Stored data entries:
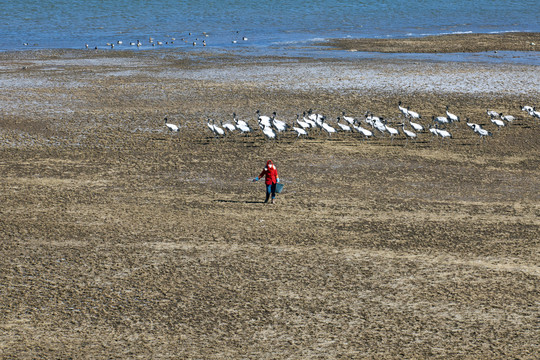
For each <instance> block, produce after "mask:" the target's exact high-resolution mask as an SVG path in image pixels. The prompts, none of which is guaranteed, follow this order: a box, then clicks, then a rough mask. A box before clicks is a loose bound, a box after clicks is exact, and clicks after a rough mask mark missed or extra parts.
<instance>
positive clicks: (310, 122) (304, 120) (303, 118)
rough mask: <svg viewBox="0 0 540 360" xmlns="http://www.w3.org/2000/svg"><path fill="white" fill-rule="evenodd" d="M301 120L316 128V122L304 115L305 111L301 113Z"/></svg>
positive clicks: (313, 127)
mask: <svg viewBox="0 0 540 360" xmlns="http://www.w3.org/2000/svg"><path fill="white" fill-rule="evenodd" d="M302 120H303V121H304V122H305V123H307V124H309V126H311V127H312V128H316V127H317V124H316V123H315V121H313V120H311V119H310V118H309V117H306V112H305V111H304V113H303V115H302Z"/></svg>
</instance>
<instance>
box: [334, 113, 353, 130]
mask: <svg viewBox="0 0 540 360" xmlns="http://www.w3.org/2000/svg"><path fill="white" fill-rule="evenodd" d="M340 120H341V119H340V117H339V116H338V117H337V124H338V126H339V127H340V128H341V130H343V131H351V127H350V126H349V125H345V124H342V123H340V122H339V121H340Z"/></svg>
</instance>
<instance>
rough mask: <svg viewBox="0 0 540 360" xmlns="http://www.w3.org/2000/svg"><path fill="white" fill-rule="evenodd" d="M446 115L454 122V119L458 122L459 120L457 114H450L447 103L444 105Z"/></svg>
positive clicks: (446, 116)
mask: <svg viewBox="0 0 540 360" xmlns="http://www.w3.org/2000/svg"><path fill="white" fill-rule="evenodd" d="M446 117H447V118H448V119H449V120H450V121H451V122H455V121H458V122H459V116H457V115H454V114H452V113H451V112H449V111H448V105H446Z"/></svg>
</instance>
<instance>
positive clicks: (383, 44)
mask: <svg viewBox="0 0 540 360" xmlns="http://www.w3.org/2000/svg"><path fill="white" fill-rule="evenodd" d="M321 45H327V46H330V47H333V48H336V49H339V50H348V51H374V52H383V53H458V52H483V51H503V50H505V51H540V33H520V32H515V33H505V34H456V35H438V36H426V37H420V38H405V39H335V40H331V41H329V42H327V43H323V44H321Z"/></svg>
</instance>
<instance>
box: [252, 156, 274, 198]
mask: <svg viewBox="0 0 540 360" xmlns="http://www.w3.org/2000/svg"><path fill="white" fill-rule="evenodd" d="M263 176H265V177H266V179H265V184H266V200H264V202H265V203H267V202H268V199H269V198H270V195H272V200H271V203H272V204H273V203H274V199H275V198H276V184H277V183H278V182H279V176H278V174H277V169H276V166H275V165H274V163H273V162H272V160H268V161H267V162H266V166H265V167H264V169H263V171H262V172H261V173H260V175H259V176H257V177H256V178H255V179H253V181H259V178H261V177H263Z"/></svg>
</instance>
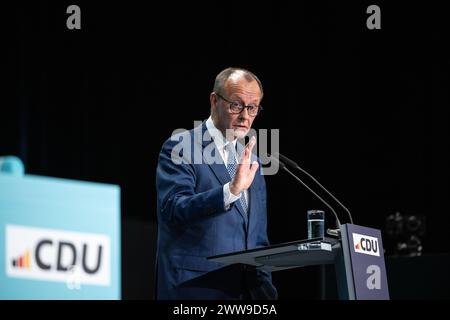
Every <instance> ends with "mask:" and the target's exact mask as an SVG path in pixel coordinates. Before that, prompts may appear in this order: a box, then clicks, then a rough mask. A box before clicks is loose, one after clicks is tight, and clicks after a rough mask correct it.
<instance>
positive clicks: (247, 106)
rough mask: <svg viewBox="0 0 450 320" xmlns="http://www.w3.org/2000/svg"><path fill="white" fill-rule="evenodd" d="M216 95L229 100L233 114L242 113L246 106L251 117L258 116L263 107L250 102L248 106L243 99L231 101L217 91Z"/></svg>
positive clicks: (226, 100)
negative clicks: (225, 98)
mask: <svg viewBox="0 0 450 320" xmlns="http://www.w3.org/2000/svg"><path fill="white" fill-rule="evenodd" d="M216 95H217V96H218V97H219V98H220V99H222V100H223V101H226V102H228V104H229V105H230V112H231V113H233V114H240V113H241V112H242V111H243V110H244V109H245V108H247V112H248V115H249V116H251V117H256V116H257V115H258V114H259V113H260V112H261V111H262V109H263V108H262V106H261V105H259V106H258V105H256V104H249V105H248V106H246V105H244V104H243V103H242V102H241V101H238V100H236V101H230V100H228V99H225V98H224V97H222V96H221V95H220V94H218V93H217V92H216Z"/></svg>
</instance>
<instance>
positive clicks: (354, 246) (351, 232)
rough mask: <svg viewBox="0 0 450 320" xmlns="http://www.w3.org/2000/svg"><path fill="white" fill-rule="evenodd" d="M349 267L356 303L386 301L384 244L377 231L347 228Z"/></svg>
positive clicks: (345, 231) (369, 228) (349, 225)
mask: <svg viewBox="0 0 450 320" xmlns="http://www.w3.org/2000/svg"><path fill="white" fill-rule="evenodd" d="M345 232H346V234H347V239H348V241H349V243H348V246H349V249H350V250H349V253H350V257H349V258H350V264H351V268H350V269H351V271H352V279H353V283H354V293H353V295H352V298H354V299H357V300H361V299H363V300H367V299H376V300H379V299H389V288H388V283H387V277H386V266H385V262H384V254H383V242H382V239H381V232H380V230H377V229H373V228H368V227H363V226H358V225H352V224H350V225H347V226H346V228H345Z"/></svg>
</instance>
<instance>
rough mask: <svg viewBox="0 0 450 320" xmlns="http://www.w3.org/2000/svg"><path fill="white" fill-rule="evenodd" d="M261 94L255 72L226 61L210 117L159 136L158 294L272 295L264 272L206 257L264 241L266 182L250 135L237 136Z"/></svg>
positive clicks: (269, 276) (189, 296)
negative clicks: (161, 147)
mask: <svg viewBox="0 0 450 320" xmlns="http://www.w3.org/2000/svg"><path fill="white" fill-rule="evenodd" d="M262 97H263V89H262V85H261V82H260V80H259V79H258V78H257V77H256V76H255V75H254V74H253V73H251V72H250V71H248V70H245V69H240V68H228V69H225V70H223V71H222V72H221V73H219V74H218V75H217V77H216V80H215V83H214V90H213V92H212V93H211V95H210V104H211V116H210V117H209V119H208V120H206V121H204V122H203V123H202V124H201V125H200V126H198V127H197V128H194V129H193V130H190V131H184V132H182V133H179V134H177V135H174V136H172V137H171V138H170V139H168V140H167V141H166V142H165V143H164V144H163V146H162V149H161V153H160V155H159V159H158V168H157V175H156V188H157V219H158V245H157V262H156V298H157V299H276V298H277V291H276V289H275V287H274V286H273V285H272V280H271V276H270V274H269V273H267V272H265V271H262V270H257V269H255V268H253V267H250V266H246V265H241V264H235V265H229V266H226V265H224V264H222V263H218V262H212V261H209V260H207V257H209V256H214V255H219V254H224V253H230V252H235V251H241V250H247V249H252V248H257V247H263V246H267V245H268V244H269V241H268V238H267V212H266V185H265V181H264V176H263V175H262V174H261V170H258V169H259V168H260V165H259V160H258V159H257V158H256V157H255V156H254V155H253V154H252V149H253V147H254V145H255V143H256V138H255V137H252V138H251V139H250V141H249V143H248V144H247V145H246V146H245V147H244V146H243V145H242V144H240V143H239V142H238V140H239V139H243V138H244V137H245V136H246V135H247V133H248V132H249V130H250V128H251V126H252V123H253V120H254V119H255V117H256V116H257V115H258V113H259V112H260V111H261V109H262V107H261V106H260V103H261V99H262ZM180 146H183V147H182V148H180ZM186 146H187V147H186Z"/></svg>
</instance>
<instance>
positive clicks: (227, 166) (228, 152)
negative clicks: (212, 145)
mask: <svg viewBox="0 0 450 320" xmlns="http://www.w3.org/2000/svg"><path fill="white" fill-rule="evenodd" d="M226 149H227V150H228V163H227V170H228V174H229V175H230V178H231V179H233V178H234V175H235V174H236V169H237V161H236V150H235V149H234V146H233V143H232V142H229V143H228V144H227V145H226ZM239 202H240V203H241V206H242V209H244V212H245V213H247V210H248V205H247V200H246V199H245V195H244V191H242V192H241V197H240V198H239Z"/></svg>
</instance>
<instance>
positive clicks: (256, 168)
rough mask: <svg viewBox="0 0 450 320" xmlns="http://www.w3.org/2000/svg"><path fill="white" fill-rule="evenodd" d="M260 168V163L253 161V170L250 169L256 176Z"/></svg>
mask: <svg viewBox="0 0 450 320" xmlns="http://www.w3.org/2000/svg"><path fill="white" fill-rule="evenodd" d="M258 168H259V163H258V161H253V163H252V168H251V169H250V170H251V172H252V174H255V172H256V170H258Z"/></svg>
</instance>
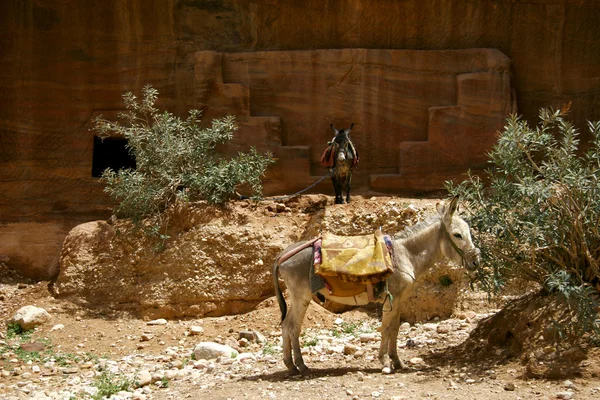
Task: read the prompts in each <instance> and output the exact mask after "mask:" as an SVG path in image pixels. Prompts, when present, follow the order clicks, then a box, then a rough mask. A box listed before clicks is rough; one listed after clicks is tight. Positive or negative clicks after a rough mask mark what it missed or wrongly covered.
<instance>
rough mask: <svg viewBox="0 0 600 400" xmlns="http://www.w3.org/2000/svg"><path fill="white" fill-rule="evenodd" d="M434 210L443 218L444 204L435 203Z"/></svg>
mask: <svg viewBox="0 0 600 400" xmlns="http://www.w3.org/2000/svg"><path fill="white" fill-rule="evenodd" d="M435 209H436V210H437V212H438V215H439V216H440V217H444V214H446V203H444V202H443V201H438V202H437V203H435Z"/></svg>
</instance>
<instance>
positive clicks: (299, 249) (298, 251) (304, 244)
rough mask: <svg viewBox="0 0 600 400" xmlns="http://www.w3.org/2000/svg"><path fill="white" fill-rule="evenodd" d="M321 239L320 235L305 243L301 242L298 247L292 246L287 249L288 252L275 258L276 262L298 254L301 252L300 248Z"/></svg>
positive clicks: (284, 259) (305, 248) (294, 255)
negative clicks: (292, 247)
mask: <svg viewBox="0 0 600 400" xmlns="http://www.w3.org/2000/svg"><path fill="white" fill-rule="evenodd" d="M319 239H321V237H316V238H314V239H311V240H309V241H308V242H306V243H303V244H301V245H300V246H298V247H294V248H293V249H291V250H289V251H288V252H286V253H284V254H282V255H281V256H280V257H279V258H278V259H277V264H281V263H282V262H284V261H286V260H287V259H289V258H290V257H292V256H295V255H296V254H298V253H299V252H301V251H302V250H304V249H306V248H307V247H312V245H313V244H315V242H316V241H317V240H319Z"/></svg>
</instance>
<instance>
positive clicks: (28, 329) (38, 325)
mask: <svg viewBox="0 0 600 400" xmlns="http://www.w3.org/2000/svg"><path fill="white" fill-rule="evenodd" d="M51 318H52V317H51V316H50V314H49V313H48V311H46V310H44V309H43V308H40V307H36V306H24V307H21V308H20V309H19V310H18V311H17V312H16V313H15V314H14V315H13V316H12V318H11V319H10V322H14V323H16V324H19V326H20V327H21V329H23V330H26V331H28V330H30V329H33V328H35V327H36V326H39V325H42V324H44V323H46V322H48V321H49V320H50V319H51Z"/></svg>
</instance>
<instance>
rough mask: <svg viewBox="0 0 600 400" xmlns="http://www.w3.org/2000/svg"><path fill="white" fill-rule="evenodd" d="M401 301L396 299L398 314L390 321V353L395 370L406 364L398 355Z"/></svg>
mask: <svg viewBox="0 0 600 400" xmlns="http://www.w3.org/2000/svg"><path fill="white" fill-rule="evenodd" d="M400 303H401V302H400V301H399V300H398V301H394V302H393V305H392V306H393V307H394V309H398V315H397V317H395V318H394V319H392V320H391V321H390V325H389V327H390V332H389V335H390V337H389V342H388V355H389V357H390V361H391V363H392V367H394V369H395V370H400V369H404V368H405V365H404V363H402V360H400V357H398V331H399V330H400Z"/></svg>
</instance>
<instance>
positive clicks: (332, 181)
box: [331, 174, 344, 204]
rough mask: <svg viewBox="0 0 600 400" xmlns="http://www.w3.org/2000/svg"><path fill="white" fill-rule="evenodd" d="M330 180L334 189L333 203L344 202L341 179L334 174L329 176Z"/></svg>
mask: <svg viewBox="0 0 600 400" xmlns="http://www.w3.org/2000/svg"><path fill="white" fill-rule="evenodd" d="M331 182H332V183H333V190H334V191H335V204H344V198H343V197H342V184H341V179H339V177H338V176H337V175H335V174H334V175H332V176H331Z"/></svg>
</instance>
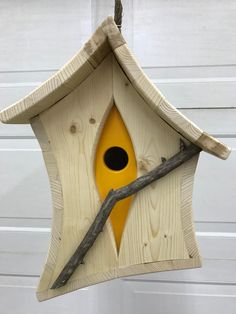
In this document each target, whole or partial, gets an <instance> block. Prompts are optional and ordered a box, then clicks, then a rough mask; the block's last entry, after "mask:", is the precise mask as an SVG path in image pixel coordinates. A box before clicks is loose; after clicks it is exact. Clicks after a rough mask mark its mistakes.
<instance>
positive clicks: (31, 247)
mask: <svg viewBox="0 0 236 314" xmlns="http://www.w3.org/2000/svg"><path fill="white" fill-rule="evenodd" d="M197 238H198V242H199V245H200V251H201V255H202V256H203V258H205V259H207V260H209V259H210V260H224V263H225V266H226V278H224V277H223V273H222V272H221V271H220V270H221V268H222V265H218V266H220V267H221V268H220V267H219V269H217V268H218V266H217V264H216V266H214V267H216V269H215V271H216V273H217V272H219V273H220V274H221V275H222V277H221V282H222V281H223V282H227V281H228V279H229V275H230V274H231V276H232V277H231V279H232V280H233V282H235V284H236V272H234V273H231V272H230V271H231V270H232V265H233V267H235V269H236V251H235V250H234V248H235V246H236V233H234V234H233V235H231V234H228V233H224V234H223V235H218V234H217V233H216V234H215V235H214V234H213V235H207V233H206V235H204V236H203V235H201V234H199V235H198V237H197ZM49 239H50V229H45V228H42V229H40V228H20V227H19V228H10V227H9V228H4V227H0V273H2V274H3V273H6V274H19V275H39V274H40V272H41V269H42V267H43V264H44V260H45V258H46V252H47V247H48V245H49ZM16 260H17V263H16ZM227 263H229V265H231V266H230V267H229V268H228V267H227V265H228V264H227ZM213 265H214V262H213ZM216 273H215V274H213V273H209V274H208V272H205V275H207V276H208V279H207V280H211V281H213V280H215V279H216V278H217V277H218V276H217V275H216ZM227 274H228V277H227ZM210 275H212V277H211V278H209V276H210ZM190 276H191V274H190ZM195 280H196V281H198V280H200V281H201V280H202V279H200V278H199V279H197V277H195Z"/></svg>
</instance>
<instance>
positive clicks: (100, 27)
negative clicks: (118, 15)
mask: <svg viewBox="0 0 236 314" xmlns="http://www.w3.org/2000/svg"><path fill="white" fill-rule="evenodd" d="M124 43H125V40H124V39H123V37H122V35H121V33H120V32H119V30H118V28H117V27H116V25H115V23H114V20H113V18H112V17H108V18H107V19H106V20H105V21H104V22H103V23H102V24H101V26H99V27H98V29H97V30H96V31H95V33H94V34H93V36H92V37H91V39H90V40H89V41H88V42H87V43H85V45H84V46H83V47H82V49H81V50H80V51H79V52H78V53H77V54H76V55H75V56H74V57H73V58H72V59H71V60H70V61H69V62H68V63H67V64H66V65H65V66H64V67H63V68H62V69H61V70H60V71H58V72H57V73H56V74H55V75H53V76H52V77H50V78H49V79H48V80H47V81H46V82H44V83H43V84H42V85H41V86H39V87H38V88H36V89H35V90H34V91H32V92H31V93H30V94H28V95H27V96H25V97H24V98H22V99H21V100H19V101H17V102H16V103H14V104H13V105H11V106H9V107H7V108H6V109H4V110H2V111H1V112H0V120H1V121H2V122H3V123H20V124H24V123H29V119H30V118H32V117H34V116H36V115H38V114H39V113H41V112H42V111H44V110H46V109H47V108H49V107H51V106H52V105H54V104H55V103H56V102H58V101H59V100H60V99H62V98H63V97H65V96H66V95H68V94H69V93H70V92H71V91H72V90H74V89H75V87H76V86H78V85H80V84H81V83H82V82H83V81H84V80H85V79H86V78H87V77H88V76H89V75H90V74H91V73H92V72H93V70H94V69H95V68H96V67H97V66H98V65H99V64H100V63H101V62H102V60H104V58H105V57H106V56H107V55H108V54H109V53H110V52H111V51H112V50H113V49H115V48H117V47H119V46H120V45H123V44H124Z"/></svg>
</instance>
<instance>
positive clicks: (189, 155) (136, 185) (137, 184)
mask: <svg viewBox="0 0 236 314" xmlns="http://www.w3.org/2000/svg"><path fill="white" fill-rule="evenodd" d="M200 151H201V148H199V147H198V146H196V145H194V144H190V145H189V146H187V147H184V148H183V147H182V149H181V150H180V152H179V153H177V154H176V155H174V156H173V157H171V158H170V159H168V160H164V161H163V163H162V164H160V165H159V166H158V167H156V168H154V169H153V170H151V171H149V172H148V173H146V174H145V175H143V176H141V177H139V178H137V179H136V180H134V181H132V182H131V183H130V184H128V185H126V186H123V187H121V188H118V189H116V190H110V192H109V193H108V194H107V196H106V198H105V200H104V201H103V203H102V206H101V208H100V210H99V212H98V214H97V216H96V217H95V219H94V221H93V223H92V225H91V226H90V228H89V230H88V231H87V233H86V235H85V237H84V238H83V240H82V242H81V243H80V244H79V246H78V248H77V249H76V251H75V252H74V254H73V255H72V257H71V258H70V259H69V261H68V262H67V264H66V265H65V267H64V268H63V270H62V271H61V273H60V275H59V276H58V277H57V279H56V280H55V282H54V283H53V285H52V287H51V289H57V288H60V287H62V286H64V285H65V284H66V283H67V281H68V280H69V279H70V277H71V275H72V274H73V273H74V271H75V270H76V268H77V267H78V266H79V265H80V264H83V261H84V257H85V256H86V254H87V252H88V250H89V249H90V248H91V247H92V245H93V244H94V242H95V240H96V239H97V237H98V235H99V233H100V232H101V231H102V230H103V227H104V225H105V223H106V221H107V219H108V217H109V215H110V213H111V211H112V209H113V207H114V206H115V204H116V202H118V201H120V200H122V199H124V198H126V197H128V196H131V195H133V194H135V193H137V192H138V191H140V190H142V189H144V188H145V187H146V186H148V185H149V184H151V183H152V182H154V181H157V180H158V179H160V178H162V177H164V176H166V175H167V174H168V173H170V172H171V171H172V170H174V169H176V168H177V167H179V166H180V165H182V164H183V163H184V162H186V161H188V160H190V159H191V158H192V157H193V156H195V155H197V154H199V153H200Z"/></svg>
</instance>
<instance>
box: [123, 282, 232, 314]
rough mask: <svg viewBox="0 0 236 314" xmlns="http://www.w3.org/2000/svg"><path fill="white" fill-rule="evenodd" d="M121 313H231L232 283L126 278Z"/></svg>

**Problem**
Write down exactly the span of lines above from the one containing "95L229 100L233 114L242" to the one containing "positive clicks: (226, 100)", both ends included.

**Task output**
rough mask: <svg viewBox="0 0 450 320" xmlns="http://www.w3.org/2000/svg"><path fill="white" fill-rule="evenodd" d="M216 95L229 100L233 114L242 113L246 106L251 117L258 116L263 107L250 102L248 106L243 99L231 101L217 91Z"/></svg>
positive clicks: (226, 100)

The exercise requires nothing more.